On the Water​​

A NATURAL DEEP WATER HARBOUR

Port of Eden is the southernmost deep water harbour in NSW and is situated equidistant between Sydney and Melbourne. The Port provides a Harbour Master, 24 hour pilotage services, management of a Navy wharf and port security functions.

The Port of Eden not only accommodates commercial shipping, Navy Vessels and Cruise Ships but also lends itself to a variety of recreational pursuits. With a choice between many ocean beaches, beautiful estuaries, sheltered bay areas and port facilities plus the cleanest, clearest waters in NSW, Eden is an outstanding destination for all types of water sports.

Aslings Beach

Location: Google Map

This beach stretches for 2 km. from an ocean-fed, rock tidal pool to the entrance of Lake Curalo.
This is the main surf beach in Eden, accessed by road from the town centre to Lake Curalo. Part of this beach is patrolled during the summer season. A walkway begins at the clifftop viewing platform, extending to the Lake, offering striking views of the surf, bay, south and north heads. A large pod of dolphins can often be seen leaping in the surf, particularly in the warmer weather. It is an ideal beach for surfing and paragliding.

Amenities include toilet/changing rooms, showers, parking bays, viewing platform, walkways, tidal swimming pool, leash-free dog areas and lake access to the north. The town centre is nearby.


Cocora Beach

Location: Google Map

Cocora Beach is a pretty, sheltered beach on the southern side of Eden on Ida Rodd Drive. The waters are generally more tranquil, and it is a popular family picnic spot.

From the southern end of the beach the Bundian Way walking track can be accessed. Dogs are permitted on the beach between April 30th and December 1st.

Amenities include covered BBQ’s, children’s playground, picnic tables, toilets and cold showers, and parking.


Bungo Beach (Keefe’s Pinch Beach)

Location: Google Map

A Secluded beach on the northern edge of Twofold Bay located between Cocora Beach and Oman Point. This beach feels remote because to reach it you need to turn off the Princes Highway into Quarantine Bay then veer left and drive 500 metres or so along a narrow dirt track through the reserve. There is a very small car park and no facilities. This beach is a “leash-free “area for 12 months of the year, so you can enjoy it with your pet!


Boydtown Beach and Nullica River

Location: Google Map

Boydtown Beach stretches almost 3kms along the southern sub-embayment of Twofold Bay, from the Nullica River entrance, past the Seahorse Inn at Boydtown and around towards Torarago Point.
The waters are pristine and tranquil towards the southern end. It’s popular for swimmers, divers, fishermen and wind surfers. Nullica Lake is an estuary on Boydtown Beach.
Amenities include picnic tables (bring your own wood), lagoon parking at Nullica River end, Seahorse Inn, and lagoon parking at Boydtown end.


Pinnacles Beach (Long Beach, Terrace Beach)

Location: Google Map

Pinnacles Beach is a 3km long beach that forms part of what many refer to as “Long Beach” which stretches for over 10kms. The beach is secluded and expansive and is overlooked by thick coastal scrub. The star of this beach are the natural rock formations of multi coloured sand and clays known as The Pinnacles. These beaches are not patrolled and are ideal for surfing and beach fishing.

◆ **TASK DESCRIPTION**
Reproduce word for word the portion of the passage on Eden's harbour and beaches starting with "Port of Eden is" and going on through "port security functions.".

◆ **INFORMATION**

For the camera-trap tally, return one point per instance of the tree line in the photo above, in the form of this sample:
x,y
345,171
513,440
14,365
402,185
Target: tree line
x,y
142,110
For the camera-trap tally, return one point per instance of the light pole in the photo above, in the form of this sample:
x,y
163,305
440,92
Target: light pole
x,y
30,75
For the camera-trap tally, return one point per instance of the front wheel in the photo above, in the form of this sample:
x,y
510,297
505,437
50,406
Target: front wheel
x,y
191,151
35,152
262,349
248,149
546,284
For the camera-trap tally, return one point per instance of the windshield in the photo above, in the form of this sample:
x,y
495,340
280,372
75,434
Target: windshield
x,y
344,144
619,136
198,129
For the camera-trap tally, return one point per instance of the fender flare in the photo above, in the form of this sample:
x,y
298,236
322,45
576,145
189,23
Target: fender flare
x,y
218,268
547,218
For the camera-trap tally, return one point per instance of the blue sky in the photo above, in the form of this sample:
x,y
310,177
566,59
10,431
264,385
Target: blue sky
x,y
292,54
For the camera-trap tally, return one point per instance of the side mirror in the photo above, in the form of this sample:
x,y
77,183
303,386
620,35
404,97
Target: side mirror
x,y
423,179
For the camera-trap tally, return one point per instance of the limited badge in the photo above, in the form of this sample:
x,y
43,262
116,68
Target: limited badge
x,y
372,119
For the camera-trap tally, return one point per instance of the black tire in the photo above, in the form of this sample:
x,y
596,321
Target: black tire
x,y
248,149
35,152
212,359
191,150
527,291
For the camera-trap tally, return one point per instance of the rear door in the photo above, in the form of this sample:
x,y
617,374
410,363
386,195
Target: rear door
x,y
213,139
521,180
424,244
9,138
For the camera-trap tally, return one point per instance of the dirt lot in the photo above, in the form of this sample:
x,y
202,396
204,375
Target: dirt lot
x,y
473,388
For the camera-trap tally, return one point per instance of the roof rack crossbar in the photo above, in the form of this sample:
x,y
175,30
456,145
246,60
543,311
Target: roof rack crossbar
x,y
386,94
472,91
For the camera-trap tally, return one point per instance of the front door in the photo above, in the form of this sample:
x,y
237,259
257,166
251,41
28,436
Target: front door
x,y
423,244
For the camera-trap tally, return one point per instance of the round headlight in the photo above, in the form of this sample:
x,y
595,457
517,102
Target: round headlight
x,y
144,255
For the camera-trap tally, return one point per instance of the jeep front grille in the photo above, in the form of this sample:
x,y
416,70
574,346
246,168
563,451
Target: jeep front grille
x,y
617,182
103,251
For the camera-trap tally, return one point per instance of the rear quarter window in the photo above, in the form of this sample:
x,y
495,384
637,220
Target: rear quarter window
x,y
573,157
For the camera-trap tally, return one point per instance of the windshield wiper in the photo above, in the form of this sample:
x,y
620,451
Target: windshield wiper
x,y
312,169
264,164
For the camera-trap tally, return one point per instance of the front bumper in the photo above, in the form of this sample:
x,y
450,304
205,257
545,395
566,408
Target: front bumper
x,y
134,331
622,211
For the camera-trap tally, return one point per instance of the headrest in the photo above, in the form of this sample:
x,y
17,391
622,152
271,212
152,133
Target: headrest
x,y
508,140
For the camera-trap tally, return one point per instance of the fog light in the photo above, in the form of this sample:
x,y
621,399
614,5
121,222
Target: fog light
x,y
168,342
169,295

◆ **ANSWER SECTION**
Port of Eden is the southernmost deep water harbour in NSW and is situated equidistant between Sydney and Melbourne. The Port provides a Harbour Master, 24 hour pilotage services, management of a Navy wharf and port security functions.